| TAREFA A |
Com base no excerto sobre a obra de Wollstonecraft, explica por que motivo a autora critica a conduta das próprias mulheres.

| EXCERTO DA PÁGINA |
Para terminar, a autora apresenta alguns exemplos do disparate gerado pela ignorância das mulheres (capítulo XIII), que perpetuam a ideologia dominante, ou seja, a sua contínua subjugação ao sexo masculino. E é em torno dessa ignorância, que a autora apresenta a sua crítica “é a vossa própria conduta, vós, mulheres imprudentes!, a lançar o ódio sobre o vosso sexo” (p. 316), reforçando uma vez mais a ideia central da obra: a necessidade de se alterar o modelo de educação vigente. Wollstonecraft realça ainda a questão da religião em oposição à racionalidade, os sentimentalismos que apregoam a felicidade, a opressão política e cívica, as ocupações triviais, a “dependência do romancista” (p. 322) e todas as outras artimanhas que a educação vigente utiliza para continuar a negar às mulheres os privilégios políticos, a existência civil e a capacidade de decisão em relação à sua própria vida.

Trata-se de uma obra de leitura imprescindível para uma mais abrangente e alargada visão das condições sociais à que as mulheres foram expostas, o caminho de luta que têm percorrido ao longo dos séculos, o percurso já trilhado e o caminho ainda por desbastar. A sua leitura permite sobretudo penetrar, de forma estimulante e profunda, em toda a dimensão económica, social e política da mulher em pleno século XVIII. A obra permite-nos ainda uma análise mais alargada em torno de toda a dinâmica social e “acontecimentos turbulentos” (Giddens, 2013:9) deste conturbado século, caraterizado pelas novas leituras em torno de ideias como representação, direitos, deveres, igualdade, liberdade, fraternidade, alimentadas pela Revolução Francesa e pela independência dos 13 estados que vieram a constituir os Estados Unidos da América (1776), cuja fonte brota das ideias dos conhecidos filósofos3 e da corrente do iluminismo4.

Registos guardados

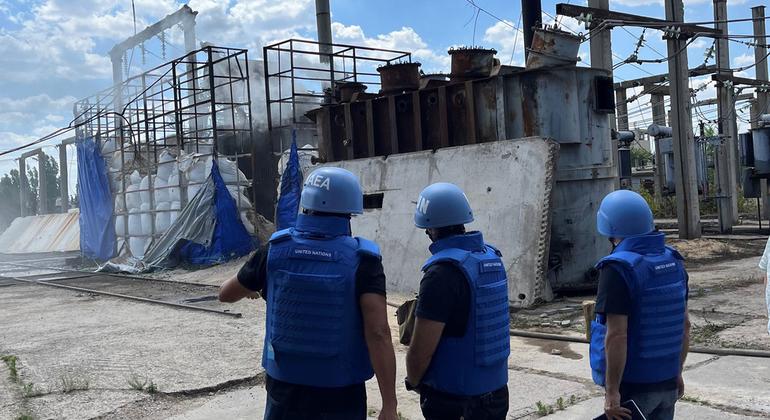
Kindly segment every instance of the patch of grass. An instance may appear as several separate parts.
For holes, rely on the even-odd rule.
[[[61,383],[62,392],[65,394],[72,391],[85,391],[90,385],[87,378],[77,377],[69,373],[63,374],[59,378],[59,383]]]
[[[535,403],[535,408],[537,408],[537,415],[540,417],[545,417],[549,414],[554,413],[554,409],[551,405],[545,404],[542,401],[538,401]]]
[[[145,391],[147,391],[148,394],[157,394],[158,386],[155,385],[155,382],[150,381],[150,384],[147,385],[147,388],[145,388]]]
[[[144,387],[147,386],[147,378],[141,378],[139,375],[132,373],[128,377],[128,386],[134,391],[144,391]]]
[[[16,356],[0,356],[0,360],[5,362],[5,365],[8,366],[8,377],[10,377],[13,382],[18,381],[19,372],[16,370],[16,361],[18,359]]]
[[[34,383],[23,384],[21,386],[21,395],[24,398],[32,398],[43,395],[43,390],[36,387]]]

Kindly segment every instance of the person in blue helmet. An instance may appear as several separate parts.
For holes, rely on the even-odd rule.
[[[374,242],[351,236],[363,213],[358,178],[320,168],[305,180],[296,226],[225,282],[223,302],[266,301],[265,419],[365,419],[364,383],[377,375],[380,419],[396,419],[396,358],[388,325],[385,274]]]
[[[621,405],[633,400],[650,420],[673,419],[690,335],[683,258],[665,245],[650,207],[633,191],[607,195],[596,224],[613,245],[597,264],[591,326],[590,363],[594,382],[605,389],[605,414],[630,419]]]
[[[508,413],[508,279],[500,251],[467,232],[468,199],[448,183],[428,186],[414,223],[432,241],[422,267],[406,387],[426,419],[497,420]]]

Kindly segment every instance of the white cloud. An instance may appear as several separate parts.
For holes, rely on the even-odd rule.
[[[451,59],[446,51],[435,51],[428,47],[422,37],[412,28],[401,29],[367,37],[358,25],[346,26],[339,22],[332,23],[332,36],[335,42],[362,45],[370,48],[406,51],[412,53],[413,61],[422,63],[425,73],[449,72]]]
[[[503,64],[524,65],[524,33],[511,21],[497,22],[484,31],[484,41],[497,49]]]

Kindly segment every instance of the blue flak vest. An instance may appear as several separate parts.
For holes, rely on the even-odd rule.
[[[422,379],[438,391],[475,396],[508,383],[511,353],[508,279],[500,253],[474,232],[440,239],[423,265],[455,264],[465,274],[471,291],[468,327],[462,337],[442,337]]]
[[[628,351],[622,382],[656,383],[676,378],[684,338],[687,286],[682,256],[665,246],[662,233],[626,238],[597,264],[616,264],[631,293]],[[593,380],[605,385],[606,318],[591,323]]]
[[[360,256],[374,242],[350,236],[347,218],[299,215],[273,234],[267,258],[267,328],[262,366],[284,382],[360,384],[374,372],[356,298]]]

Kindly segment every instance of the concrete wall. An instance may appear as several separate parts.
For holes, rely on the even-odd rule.
[[[0,253],[79,251],[79,217],[77,210],[61,214],[17,217],[0,235]]]
[[[419,289],[430,241],[414,227],[414,207],[425,186],[444,181],[468,196],[476,218],[469,229],[502,251],[511,304],[529,306],[550,297],[545,272],[557,151],[552,141],[527,138],[333,165],[357,174],[364,194],[383,194],[382,208],[353,219],[353,234],[380,245],[390,290]]]

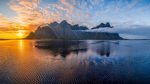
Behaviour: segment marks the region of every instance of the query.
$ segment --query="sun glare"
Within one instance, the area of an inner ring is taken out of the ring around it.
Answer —
[[[23,38],[23,37],[24,37],[24,34],[23,34],[23,32],[18,32],[17,36],[18,36],[19,38]]]

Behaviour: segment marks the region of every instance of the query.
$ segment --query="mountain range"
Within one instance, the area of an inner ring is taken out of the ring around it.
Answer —
[[[112,28],[109,23],[101,23],[92,28]],[[119,40],[123,39],[118,33],[93,32],[86,26],[71,25],[66,20],[53,22],[39,26],[35,32],[31,32],[27,39],[65,39],[65,40]]]

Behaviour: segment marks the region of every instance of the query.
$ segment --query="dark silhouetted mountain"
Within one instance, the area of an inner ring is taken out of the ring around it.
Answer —
[[[93,27],[92,29],[99,29],[99,28],[113,28],[113,26],[111,26],[110,23],[107,22],[106,24],[101,23],[100,25]]]
[[[101,26],[110,24],[101,24]],[[35,31],[37,39],[66,39],[66,40],[113,40],[122,39],[118,33],[91,31],[87,27],[71,25],[66,20],[53,22],[37,28]]]
[[[86,26],[79,26],[78,24],[73,25],[72,30],[88,30],[88,28]]]

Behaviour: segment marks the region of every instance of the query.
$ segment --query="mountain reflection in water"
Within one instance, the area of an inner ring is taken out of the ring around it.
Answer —
[[[3,40],[0,84],[149,84],[149,40]]]
[[[95,43],[96,42],[96,43]],[[61,55],[66,57],[70,53],[78,54],[80,52],[87,52],[89,47],[88,44],[99,44],[96,46],[96,52],[100,56],[109,56],[110,55],[110,41],[95,41],[94,43],[87,43],[87,41],[60,41],[60,40],[51,40],[51,41],[37,41],[36,47],[39,49],[48,49],[54,56]]]

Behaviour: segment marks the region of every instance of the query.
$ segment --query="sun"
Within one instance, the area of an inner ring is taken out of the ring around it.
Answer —
[[[18,33],[17,33],[17,36],[18,36],[19,38],[23,38],[23,37],[24,37],[24,34],[23,34],[23,32],[18,32]]]

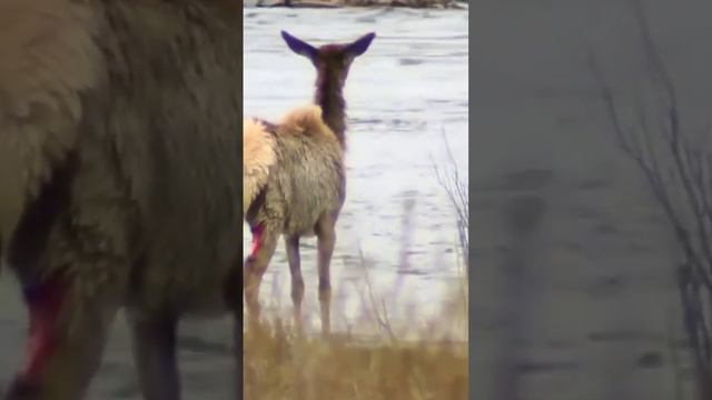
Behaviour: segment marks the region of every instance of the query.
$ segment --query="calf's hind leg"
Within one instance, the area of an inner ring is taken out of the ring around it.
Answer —
[[[275,249],[277,248],[276,230],[269,229],[264,224],[257,224],[251,228],[253,248],[247,260],[245,261],[245,274],[243,282],[245,284],[245,301],[249,312],[249,322],[256,326],[259,322],[259,286],[263,276],[267,271],[269,260],[271,260]]]
[[[332,278],[330,263],[336,243],[336,214],[327,214],[316,226],[317,267],[319,270],[319,307],[322,311],[322,334],[332,330]]]
[[[285,237],[287,262],[291,274],[291,303],[294,306],[294,322],[297,332],[301,333],[301,300],[304,299],[304,278],[301,277],[301,259],[299,257],[299,237]]]

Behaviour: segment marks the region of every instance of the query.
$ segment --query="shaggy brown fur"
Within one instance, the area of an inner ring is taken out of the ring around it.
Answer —
[[[253,250],[245,266],[245,294],[251,320],[257,321],[261,277],[277,247],[277,239],[284,236],[295,320],[300,326],[304,280],[299,240],[316,234],[322,331],[326,334],[330,329],[329,264],[336,241],[335,224],[346,196],[346,104],[342,89],[350,62],[366,51],[374,34],[349,44],[329,44],[320,49],[286,32],[283,37],[293,51],[309,57],[317,68],[318,107],[293,111],[273,129],[277,161],[246,213],[253,230]]]
[[[238,4],[0,0],[0,254],[31,320],[7,399],[82,398],[121,306],[145,398],[178,399],[178,319],[241,316]]]
[[[265,123],[256,119],[243,122],[243,212],[267,183],[275,163],[275,140]]]

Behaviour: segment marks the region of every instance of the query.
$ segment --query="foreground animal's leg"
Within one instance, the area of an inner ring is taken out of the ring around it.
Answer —
[[[238,314],[239,312],[239,314]],[[243,398],[243,310],[235,313],[235,321],[233,327],[233,341],[235,352],[235,398]]]
[[[180,399],[180,379],[176,358],[177,318],[171,314],[129,313],[134,360],[141,393],[146,400]]]
[[[322,309],[322,333],[329,334],[332,330],[332,278],[330,263],[336,243],[336,217],[323,217],[316,227],[318,238],[317,266],[319,269],[319,307]]]
[[[277,237],[276,230],[268,229],[264,224],[253,228],[253,249],[245,262],[243,281],[250,323],[255,327],[259,322],[259,284],[277,248]]]
[[[116,282],[113,288],[87,291],[77,278],[59,274],[27,287],[27,364],[6,399],[82,399],[100,364],[122,287]]]
[[[291,302],[294,304],[294,322],[297,332],[301,333],[301,300],[304,299],[304,279],[301,278],[301,260],[299,258],[299,237],[285,237],[287,262],[291,273]]]

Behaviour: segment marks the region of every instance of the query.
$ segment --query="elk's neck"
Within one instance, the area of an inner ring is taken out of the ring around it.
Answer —
[[[314,102],[322,107],[322,118],[336,137],[342,147],[346,143],[346,101],[342,93],[342,82],[334,71],[318,71]]]

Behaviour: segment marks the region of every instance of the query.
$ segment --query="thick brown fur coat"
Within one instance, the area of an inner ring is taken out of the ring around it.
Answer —
[[[277,154],[284,154],[276,147],[294,139],[303,141],[332,141],[338,144],[338,138],[322,118],[322,108],[305,106],[290,110],[276,126],[248,118],[243,123],[243,211],[253,203],[257,194],[269,181],[270,170],[277,166]],[[335,146],[330,146],[336,150]],[[337,154],[342,154],[340,151]],[[306,160],[305,160],[306,161]],[[285,166],[284,168],[289,168]]]
[[[142,392],[177,398],[176,320],[241,314],[238,6],[0,0],[0,257],[51,334],[32,399],[82,397],[122,306]]]

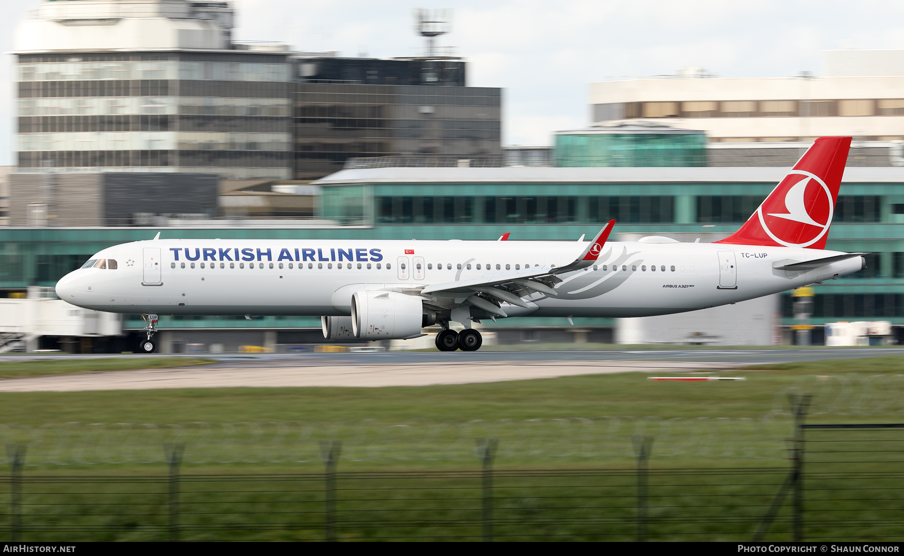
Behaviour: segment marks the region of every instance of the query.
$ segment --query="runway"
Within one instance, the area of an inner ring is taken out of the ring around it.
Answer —
[[[641,361],[559,361],[489,364],[447,363],[382,365],[210,365],[184,368],[113,371],[8,378],[0,392],[75,392],[150,388],[223,388],[235,386],[426,386],[553,378],[609,373],[687,373],[730,368],[720,363],[645,363]]]
[[[749,365],[904,355],[904,348],[389,352],[214,356],[202,366],[0,379],[0,392],[425,386],[611,373],[730,371]],[[12,356],[0,361],[136,356]],[[146,357],[146,356],[143,356]],[[171,357],[171,356],[163,356]]]

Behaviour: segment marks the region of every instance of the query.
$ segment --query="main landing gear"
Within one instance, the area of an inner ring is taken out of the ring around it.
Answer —
[[[484,338],[480,332],[474,329],[466,329],[461,332],[456,332],[451,329],[446,329],[437,334],[437,349],[439,351],[476,351],[484,345]]]
[[[157,344],[154,341],[154,333],[157,331],[157,315],[141,315],[141,318],[146,323],[145,332],[147,334],[147,339],[138,343],[138,353],[154,353],[157,348]]]

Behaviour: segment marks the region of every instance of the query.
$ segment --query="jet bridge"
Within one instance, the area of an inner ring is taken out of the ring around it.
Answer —
[[[123,333],[122,315],[76,307],[52,291],[31,287],[25,299],[0,299],[0,353],[34,351],[45,336],[74,340]]]

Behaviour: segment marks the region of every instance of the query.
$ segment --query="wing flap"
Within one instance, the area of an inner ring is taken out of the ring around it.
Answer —
[[[443,283],[435,283],[427,286],[420,291],[421,293],[436,293],[438,292],[448,292],[450,293],[459,292],[459,293],[470,293],[471,288],[476,287],[493,287],[501,285],[509,282],[514,282],[519,278],[536,278],[538,276],[543,276],[550,273],[550,269],[540,268],[539,266],[534,266],[532,268],[525,268],[522,271],[514,271],[513,273],[505,273],[504,274],[494,274],[492,276],[484,276],[481,278],[471,278],[469,280],[458,280],[457,282],[446,282]]]

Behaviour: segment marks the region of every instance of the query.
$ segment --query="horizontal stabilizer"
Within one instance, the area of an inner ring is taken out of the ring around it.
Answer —
[[[831,263],[836,263],[838,261],[844,261],[846,259],[852,259],[855,256],[863,256],[864,255],[870,255],[869,253],[845,253],[843,255],[835,255],[833,256],[826,256],[821,259],[813,259],[812,261],[791,261],[789,259],[785,259],[784,261],[778,261],[772,264],[772,268],[776,270],[811,270],[814,268],[819,268],[820,266],[824,266]]]

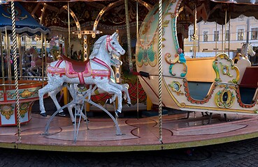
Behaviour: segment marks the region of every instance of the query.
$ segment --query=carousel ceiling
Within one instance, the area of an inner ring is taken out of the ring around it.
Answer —
[[[1,1],[3,3],[3,1]],[[8,1],[10,0],[5,1],[6,3]],[[99,13],[105,8],[106,10],[99,19],[98,29],[110,31],[125,29],[124,0],[23,0],[19,1],[38,22],[50,27],[52,30],[64,29],[65,31],[67,31],[69,25],[72,29],[76,29],[76,19],[82,29],[89,30],[89,27],[92,29]],[[138,1],[139,2],[138,21],[141,23],[150,8],[157,3],[158,0],[138,0]],[[110,6],[111,3],[114,5]],[[76,19],[73,17],[69,17],[69,19],[68,10],[64,8],[68,4],[71,11],[74,13]],[[188,25],[192,24],[195,8],[197,11],[197,22],[204,20],[224,24],[226,11],[227,20],[229,18],[236,18],[240,15],[254,16],[258,19],[257,5],[258,0],[182,0],[180,6],[184,7],[184,10],[178,17],[178,22]],[[135,27],[137,15],[136,1],[128,0],[128,6],[130,26]]]

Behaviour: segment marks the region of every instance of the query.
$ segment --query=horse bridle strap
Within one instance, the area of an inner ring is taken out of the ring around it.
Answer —
[[[106,37],[106,49],[108,51],[108,47],[111,47],[111,49],[113,50],[113,51],[117,51],[117,49],[115,49],[115,47],[113,47],[113,46],[112,46],[110,42],[111,40],[113,40],[112,38],[110,38],[110,35],[108,35],[108,36]]]
[[[111,70],[110,67],[105,62],[103,62],[103,61],[101,61],[101,60],[100,60],[100,59],[99,59],[97,58],[94,58],[92,59],[92,61],[95,61],[96,63],[98,63],[99,64],[101,64],[101,65],[105,66],[106,67],[107,67],[109,71]]]

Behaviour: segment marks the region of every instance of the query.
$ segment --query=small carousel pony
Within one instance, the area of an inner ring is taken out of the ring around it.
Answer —
[[[43,58],[43,66],[46,67],[46,63],[50,63],[53,61],[53,59],[51,57],[47,56],[46,58],[46,63],[45,61],[45,56],[43,58],[39,56],[37,51],[34,48],[31,47],[26,51],[27,55],[31,55],[31,67],[29,68],[29,70],[33,72],[34,70],[37,70],[36,74],[41,73],[39,71],[42,68],[42,58]]]
[[[237,63],[239,60],[248,60],[248,56],[254,56],[255,55],[255,51],[252,49],[252,46],[250,43],[243,43],[241,53],[236,53],[232,61],[234,63]]]
[[[78,62],[68,59],[50,63],[48,67],[48,84],[38,90],[41,115],[46,116],[43,104],[43,95],[59,87],[64,83],[96,85],[96,87],[109,94],[117,97],[117,109],[115,112],[122,111],[122,91],[118,87],[122,86],[110,81],[111,55],[120,57],[125,53],[117,41],[118,33],[112,35],[103,35],[99,38],[94,45],[93,51],[89,60]]]
[[[122,65],[122,62],[121,61],[120,61],[116,56],[111,56],[110,63],[112,66],[114,66],[115,67],[119,67],[120,65]],[[115,83],[115,74],[114,74],[113,70],[111,70],[110,79],[113,82]],[[131,106],[131,99],[130,99],[130,96],[128,92],[129,85],[127,84],[117,84],[115,86],[117,86],[117,88],[122,92],[124,92],[124,97],[123,97],[124,100],[127,100],[127,106]],[[57,94],[61,91],[63,87],[65,87],[65,86],[68,86],[67,84],[63,85],[62,87],[59,87],[57,89],[55,89],[55,90],[48,93],[51,99],[53,100],[54,104],[56,106],[57,109],[60,109],[61,106],[59,105],[57,100]],[[70,88],[68,88],[68,90],[70,90],[71,88],[72,88],[71,86],[70,86]],[[75,92],[76,93],[77,100],[80,99],[80,97],[82,97],[84,93],[85,93],[85,91],[87,91],[87,90],[86,85],[81,85],[81,84],[76,84],[74,86],[74,88],[76,90]],[[99,88],[99,89],[95,90],[94,92],[92,92],[91,93],[91,95],[99,95],[99,94],[103,93],[105,93],[104,90]],[[74,97],[73,91],[70,91],[70,94],[71,95],[71,97]],[[111,104],[115,100],[115,98],[116,97],[113,95],[110,99],[108,99],[107,100],[106,103]],[[85,120],[87,120],[86,116],[82,112],[80,107],[78,107],[78,104],[80,104],[80,105],[83,104],[83,100],[80,100],[80,102],[77,102],[77,105],[76,104],[71,104],[68,105],[67,106],[68,111],[69,112],[70,118],[71,118],[71,120],[73,124],[75,123],[75,118],[74,118],[73,111],[72,111],[73,107],[76,107],[76,110],[78,113],[82,115],[82,117],[85,119]],[[64,116],[64,114],[65,113],[63,112],[63,111],[60,111],[60,114],[59,114],[60,116]]]

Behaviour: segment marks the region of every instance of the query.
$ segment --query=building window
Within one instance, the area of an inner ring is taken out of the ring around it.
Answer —
[[[219,31],[214,31],[213,40],[219,41]]]
[[[31,42],[36,42],[35,38],[31,38]]]
[[[238,40],[243,40],[243,29],[238,29]]]
[[[251,29],[251,40],[258,40],[258,28]]]
[[[226,31],[226,40],[229,40],[229,30]]]
[[[244,15],[240,15],[238,17],[238,20],[239,21],[244,21],[245,20],[245,16]]]
[[[208,31],[203,31],[203,42],[208,42],[209,40]]]
[[[194,35],[194,30],[193,29],[190,29],[189,30],[189,41],[193,41],[194,38],[192,38],[192,35]]]

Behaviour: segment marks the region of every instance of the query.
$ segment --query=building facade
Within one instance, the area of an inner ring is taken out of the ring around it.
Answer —
[[[196,32],[196,57],[217,52],[234,54],[241,51],[244,42],[251,43],[254,50],[258,51],[258,20],[254,17],[241,15],[225,25],[202,21],[197,23]],[[188,33],[188,38],[184,40],[184,51],[187,56],[192,56],[194,42],[191,36],[194,33],[194,26],[189,27]]]

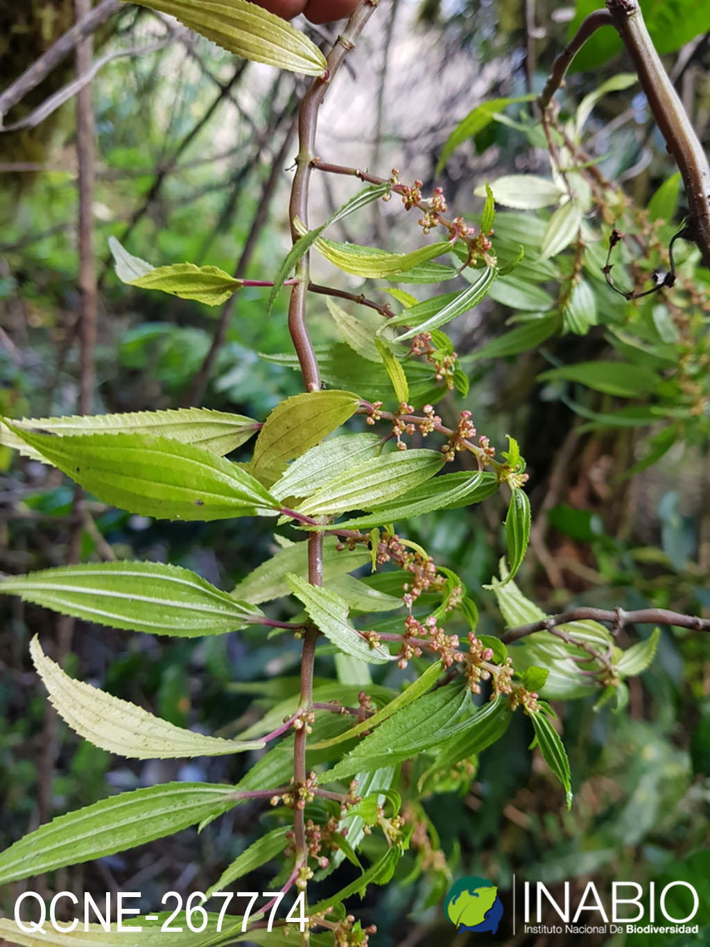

| TAREFA B |
Conta as linhas dos registos que contêm a palavra "brown" e indica apenas esse número.

| RESPOSTA A |
A autora critica as mulheres porque a sua ignorância perpetua a ideologia dominante, ou seja, a sua contínua subjugação ao sexo masculino. Por isso, afirma que é a própria conduta delas que lança o ódio sobre o seu sexo. Com esta crítica, reforça a ideia central da obra: é necessário alterar o modelo de educação vigente.

| RESPOSTA B |
2